▶ **Task instructions**: Starting at the line that contains "outline --target=kitchen faucet" and stopping after the line that contains "Mark the region of every instance of the kitchen", convert the listing below into a Markdown table with the columns Row and Listing line, leaving out blank lines.

▶ **Records for this task**:
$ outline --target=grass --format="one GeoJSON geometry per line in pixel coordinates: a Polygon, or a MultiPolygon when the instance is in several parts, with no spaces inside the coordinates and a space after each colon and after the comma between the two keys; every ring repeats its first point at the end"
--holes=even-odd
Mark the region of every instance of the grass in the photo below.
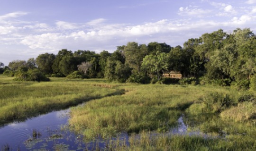
{"type": "Polygon", "coordinates": [[[128,140],[107,142],[105,150],[256,150],[253,92],[210,85],[51,80],[18,82],[0,76],[0,122],[88,101],[72,108],[69,128],[82,134],[85,141],[119,137],[122,132],[129,135],[128,140]],[[188,132],[200,131],[206,135],[170,134],[169,131],[178,126],[182,115],[188,132]]]}
{"type": "Polygon", "coordinates": [[[86,139],[106,138],[123,131],[165,132],[178,125],[183,112],[209,92],[229,92],[221,88],[179,85],[123,84],[124,95],[88,102],[73,108],[69,124],[86,139]]]}
{"type": "Polygon", "coordinates": [[[97,81],[51,80],[19,82],[0,76],[0,124],[123,93],[121,90],[98,86],[97,81]]]}

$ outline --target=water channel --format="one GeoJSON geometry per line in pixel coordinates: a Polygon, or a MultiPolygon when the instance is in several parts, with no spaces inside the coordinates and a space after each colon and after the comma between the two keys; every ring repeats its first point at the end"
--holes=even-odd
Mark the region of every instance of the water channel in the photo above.
{"type": "MultiPolygon", "coordinates": [[[[85,143],[82,136],[63,128],[67,124],[69,111],[70,109],[67,109],[53,111],[0,127],[0,151],[53,151],[57,149],[91,151],[106,147],[106,140],[99,138],[85,143]]],[[[170,134],[186,133],[187,126],[183,117],[179,118],[178,122],[178,127],[172,129],[170,134]]],[[[118,138],[128,140],[128,135],[122,133],[118,138]]],[[[128,145],[128,142],[126,143],[128,145]]]]}

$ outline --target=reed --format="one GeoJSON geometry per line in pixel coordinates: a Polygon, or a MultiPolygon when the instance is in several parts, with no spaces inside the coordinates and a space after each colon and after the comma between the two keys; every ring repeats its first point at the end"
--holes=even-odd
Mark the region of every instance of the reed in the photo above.
{"type": "Polygon", "coordinates": [[[0,76],[0,125],[123,93],[120,90],[95,86],[97,82],[61,80],[20,82],[0,76]]]}

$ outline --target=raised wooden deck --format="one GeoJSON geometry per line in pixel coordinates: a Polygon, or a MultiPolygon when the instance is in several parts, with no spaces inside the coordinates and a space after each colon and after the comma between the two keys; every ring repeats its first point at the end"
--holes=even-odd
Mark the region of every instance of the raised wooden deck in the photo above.
{"type": "Polygon", "coordinates": [[[169,78],[181,79],[182,74],[163,74],[163,77],[169,78]]]}

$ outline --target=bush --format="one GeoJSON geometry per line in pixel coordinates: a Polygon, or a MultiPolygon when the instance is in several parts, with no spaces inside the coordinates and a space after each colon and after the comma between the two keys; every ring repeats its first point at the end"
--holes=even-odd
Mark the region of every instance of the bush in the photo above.
{"type": "Polygon", "coordinates": [[[17,81],[49,81],[50,79],[46,77],[37,69],[29,69],[27,72],[18,71],[15,74],[17,81]]]}
{"type": "Polygon", "coordinates": [[[180,80],[179,83],[181,84],[191,84],[197,85],[199,83],[198,80],[194,77],[190,77],[188,78],[183,78],[180,80]]]}
{"type": "Polygon", "coordinates": [[[247,79],[239,80],[233,82],[231,86],[235,87],[238,91],[247,90],[250,87],[250,80],[247,79]]]}
{"type": "Polygon", "coordinates": [[[69,79],[83,79],[85,77],[84,74],[79,71],[74,71],[66,77],[67,78],[69,79]]]}
{"type": "Polygon", "coordinates": [[[253,101],[256,100],[255,95],[254,94],[242,94],[240,95],[238,98],[238,103],[246,101],[253,101]]]}
{"type": "Polygon", "coordinates": [[[164,84],[179,84],[180,79],[175,78],[164,78],[162,82],[164,84]]]}
{"type": "Polygon", "coordinates": [[[250,89],[252,91],[256,91],[256,76],[253,76],[251,78],[250,82],[250,89]]]}
{"type": "Polygon", "coordinates": [[[246,121],[256,119],[256,106],[254,102],[243,102],[237,106],[230,108],[221,112],[222,119],[235,121],[246,121]]]}
{"type": "Polygon", "coordinates": [[[14,76],[14,72],[10,70],[6,70],[3,72],[3,75],[9,77],[14,76]]]}
{"type": "Polygon", "coordinates": [[[51,75],[51,77],[65,77],[65,76],[63,74],[58,73],[56,74],[53,74],[51,75]]]}
{"type": "Polygon", "coordinates": [[[228,94],[211,92],[205,96],[203,103],[205,104],[207,111],[216,113],[229,107],[233,101],[228,94]]]}
{"type": "Polygon", "coordinates": [[[132,74],[127,82],[132,83],[147,84],[150,83],[150,77],[146,75],[135,73],[132,74]]]}

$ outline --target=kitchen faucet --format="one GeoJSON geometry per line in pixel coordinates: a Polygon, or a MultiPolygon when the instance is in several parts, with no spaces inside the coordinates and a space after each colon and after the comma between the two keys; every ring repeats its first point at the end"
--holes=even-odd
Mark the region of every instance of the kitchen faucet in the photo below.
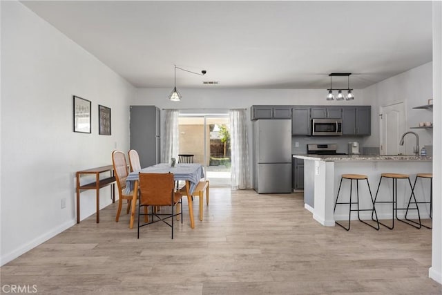
{"type": "Polygon", "coordinates": [[[412,131],[408,131],[403,133],[402,135],[402,138],[401,138],[401,141],[399,142],[399,144],[401,146],[403,145],[403,137],[405,137],[405,135],[409,133],[414,134],[414,136],[416,136],[416,146],[413,148],[413,152],[416,154],[417,157],[419,157],[419,135],[418,135],[416,133],[412,131]]]}

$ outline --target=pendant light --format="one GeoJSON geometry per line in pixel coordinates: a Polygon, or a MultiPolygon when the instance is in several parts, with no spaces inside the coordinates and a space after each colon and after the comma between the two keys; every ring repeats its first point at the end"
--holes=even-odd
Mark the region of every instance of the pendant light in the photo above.
{"type": "Polygon", "coordinates": [[[334,100],[334,94],[332,91],[332,75],[330,75],[330,89],[329,89],[329,94],[327,95],[327,100],[334,100]]]}
{"type": "Polygon", "coordinates": [[[181,100],[182,96],[181,96],[181,94],[180,93],[180,92],[178,92],[178,91],[177,90],[177,68],[178,70],[184,70],[185,72],[191,73],[192,74],[195,74],[195,75],[199,75],[200,76],[204,76],[204,75],[206,75],[206,73],[207,73],[207,72],[205,70],[202,70],[201,71],[201,74],[200,74],[199,73],[195,73],[195,72],[192,72],[191,70],[185,70],[184,68],[181,68],[177,66],[176,65],[173,65],[173,66],[174,66],[174,70],[175,70],[175,75],[174,75],[174,78],[173,78],[173,90],[172,91],[171,94],[169,95],[169,99],[172,102],[180,102],[181,100]]]}
{"type": "Polygon", "coordinates": [[[175,66],[175,76],[173,79],[173,90],[169,95],[169,99],[172,102],[179,102],[181,100],[181,94],[177,90],[177,66],[175,66]]]}
{"type": "Polygon", "coordinates": [[[352,93],[352,89],[350,89],[350,75],[348,75],[348,93],[347,94],[347,100],[353,100],[354,99],[354,96],[353,93],[352,93]]]}
{"type": "Polygon", "coordinates": [[[327,89],[329,93],[327,95],[327,100],[335,100],[334,95],[333,94],[333,91],[338,91],[338,95],[336,95],[336,100],[353,100],[354,99],[354,96],[353,95],[353,93],[352,92],[353,89],[350,88],[350,73],[332,73],[329,76],[330,76],[330,88],[327,89]],[[347,76],[347,88],[336,88],[334,89],[332,86],[332,77],[333,76],[347,76]],[[346,90],[347,91],[347,95],[344,97],[344,95],[343,94],[343,91],[346,90]]]}
{"type": "Polygon", "coordinates": [[[338,91],[338,96],[336,97],[336,100],[344,100],[344,95],[343,95],[343,91],[340,89],[338,91]]]}

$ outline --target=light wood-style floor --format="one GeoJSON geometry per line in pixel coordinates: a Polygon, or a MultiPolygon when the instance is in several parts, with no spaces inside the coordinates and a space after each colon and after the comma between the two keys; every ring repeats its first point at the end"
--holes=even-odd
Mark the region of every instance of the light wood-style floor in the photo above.
{"type": "MultiPolygon", "coordinates": [[[[1,285],[42,294],[441,294],[428,278],[431,230],[325,227],[302,193],[211,188],[204,221],[128,229],[117,203],[0,269],[1,285]]],[[[125,213],[125,212],[124,212],[125,213]]]]}

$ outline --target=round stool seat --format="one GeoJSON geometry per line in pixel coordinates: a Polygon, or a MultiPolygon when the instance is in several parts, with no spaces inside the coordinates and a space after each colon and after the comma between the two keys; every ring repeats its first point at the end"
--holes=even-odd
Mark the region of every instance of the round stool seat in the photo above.
{"type": "Polygon", "coordinates": [[[433,178],[433,173],[417,173],[416,175],[416,176],[421,177],[421,178],[433,178]]]}
{"type": "Polygon", "coordinates": [[[408,174],[402,174],[402,173],[382,173],[381,176],[386,177],[388,178],[409,178],[410,175],[408,174]]]}
{"type": "Polygon", "coordinates": [[[343,174],[342,178],[345,179],[367,179],[368,176],[363,174],[343,174]]]}

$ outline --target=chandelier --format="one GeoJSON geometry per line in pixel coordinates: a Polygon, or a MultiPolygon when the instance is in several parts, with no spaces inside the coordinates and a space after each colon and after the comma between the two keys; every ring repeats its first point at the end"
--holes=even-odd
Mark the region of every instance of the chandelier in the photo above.
{"type": "Polygon", "coordinates": [[[350,88],[350,73],[332,73],[329,76],[330,76],[330,88],[327,89],[329,91],[328,94],[327,95],[327,100],[353,100],[354,99],[354,96],[353,95],[353,89],[350,88]],[[347,88],[334,88],[332,84],[332,77],[336,76],[345,77],[347,77],[347,88]],[[334,94],[333,94],[334,91],[338,91],[338,95],[335,98],[334,94]],[[343,94],[343,91],[347,91],[347,95],[345,98],[344,98],[344,95],[343,94]]]}

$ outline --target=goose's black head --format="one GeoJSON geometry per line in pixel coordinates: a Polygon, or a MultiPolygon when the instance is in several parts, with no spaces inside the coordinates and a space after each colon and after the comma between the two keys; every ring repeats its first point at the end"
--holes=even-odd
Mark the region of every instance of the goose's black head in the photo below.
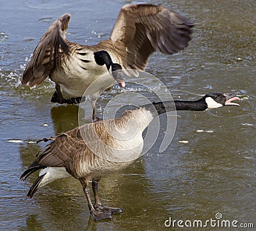
{"type": "Polygon", "coordinates": [[[94,59],[98,65],[106,65],[110,75],[116,80],[121,87],[125,87],[125,83],[122,79],[122,66],[118,63],[112,62],[109,54],[106,50],[100,50],[94,52],[94,59]]]}
{"type": "Polygon", "coordinates": [[[205,94],[199,100],[204,100],[206,104],[207,109],[216,108],[223,106],[239,106],[233,100],[240,100],[237,97],[237,93],[214,93],[205,94]]]}

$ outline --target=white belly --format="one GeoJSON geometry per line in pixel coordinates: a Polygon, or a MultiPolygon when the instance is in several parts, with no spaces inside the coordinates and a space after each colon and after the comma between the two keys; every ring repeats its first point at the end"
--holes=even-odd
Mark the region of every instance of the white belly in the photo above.
{"type": "Polygon", "coordinates": [[[92,52],[88,52],[88,55],[83,56],[74,55],[72,59],[66,59],[65,61],[64,59],[65,57],[62,61],[61,68],[57,68],[52,73],[51,78],[60,85],[65,98],[81,97],[83,95],[99,95],[115,82],[106,65],[99,66],[96,64],[92,52]],[[97,82],[90,86],[96,80],[97,82]]]}

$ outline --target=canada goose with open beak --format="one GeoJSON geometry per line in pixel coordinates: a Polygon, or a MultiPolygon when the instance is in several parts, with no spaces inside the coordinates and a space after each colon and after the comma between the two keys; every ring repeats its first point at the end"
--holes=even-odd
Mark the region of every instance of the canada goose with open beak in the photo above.
{"type": "Polygon", "coordinates": [[[58,137],[47,145],[21,175],[24,180],[40,170],[38,178],[28,196],[58,179],[73,176],[80,181],[93,219],[111,218],[122,212],[120,208],[102,205],[98,197],[98,182],[101,177],[116,171],[138,158],[142,151],[142,133],[153,118],[167,111],[203,111],[227,105],[239,105],[231,101],[239,100],[236,94],[211,93],[196,101],[167,101],[153,103],[125,112],[121,117],[83,125],[58,137]],[[128,158],[127,158],[128,157],[128,158]],[[92,181],[95,204],[88,188],[92,181]]]}
{"type": "Polygon", "coordinates": [[[22,84],[33,87],[49,76],[56,84],[51,101],[60,103],[79,103],[92,82],[106,74],[99,89],[90,93],[93,99],[99,96],[100,87],[107,89],[115,80],[124,87],[122,69],[144,70],[152,52],[172,54],[182,50],[191,40],[193,26],[163,6],[127,4],[121,9],[110,38],[87,46],[67,40],[70,19],[65,13],[48,28],[20,78],[22,84]]]}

▶ **Result of the exercise**:
| Row | Listing line |
|---|---|
| 1 | $ outline --target=kitchen faucet --format="one GeoJSON geometry per line in pixel coordinates: a Polygon, or a MultiPolygon when the instance is in several parts, with no spaces inside the coordinates and a space after each colon and after the comma between the two keys; every ring repeats its first point at the end" |
| 2 | --holes=even-odd |
| 3 | Mark the region of every instance of the kitchen faucet in the photo below. |